[SELECTED TEXT]
"""

Since last
December I’ve been working a couple days a week at Stray Hearts, the local Taos animal
shelter. I work with the cats. Part of my job includes socialization, helping
cats who’ve had either negative interactions with human or little exposure to
them get used to people. This is a long, slow process that’s a good exercise in
patience. It’s more about befriending than taming.
From befriending
these unsocialized cats I’m learning a new way to befriend the unsocialized
parts of me. We all have ostracized and disowned parts of ourselves. Those
parts can be strengths, longings, fears or other emotions. The common
denominator is that each of these parts holds a wounding of some kind.
None of us woke
up one morning and randomly decided to disown some aspect of who we are. That
choice is mostly unconscious although it is intertwined with how we relate to
the difficult parts of life. If we’re in the habit of staying in our comfort
zones and avoiding or ignoring the hard stuff, that pattern can make it easier
to automatically disown the hard parts of ourselves. We tend to disown things
that feel too big to deal with and/or threaten our safety in some way.
When we ostracize
part of ourselves, we cage it, shove it onto our shadow and hope we don’t have
to see it again. That works about as well as thinking my left big toe is going
to disappear if I ignore it.

"""

[WHAT YOU NEED TO DO]
(a) Sum up the passage about socializing shelter cats in two sentences.
(b) According to the passage about socializing shelter cats, what is the common denominator of the parts we disown?
The lines that come next are separate material with no connection to the text.

(Source data)
"""

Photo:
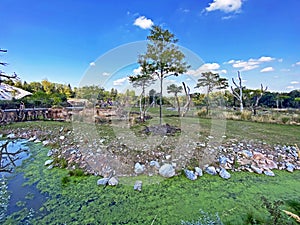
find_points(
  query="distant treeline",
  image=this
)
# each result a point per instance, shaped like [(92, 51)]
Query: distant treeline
[(48, 94)]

"""

[RESPONSE LIST]
(a) Since December, the writer has worked a couple days a week with the cats at Stray Hearts, the Taos animal shelter, helping cats with negative human interactions or little exposure to people get used to them in a slow process that is more about befriending than taming. This work is teaching the writer a new way to befriend the unsocialized parts of the self, the disowned parts everyone has, each holding some wounding and tending to be disowned when it feels too big to deal with or threatens safety.

(b) Each of them holds a wounding of some kind.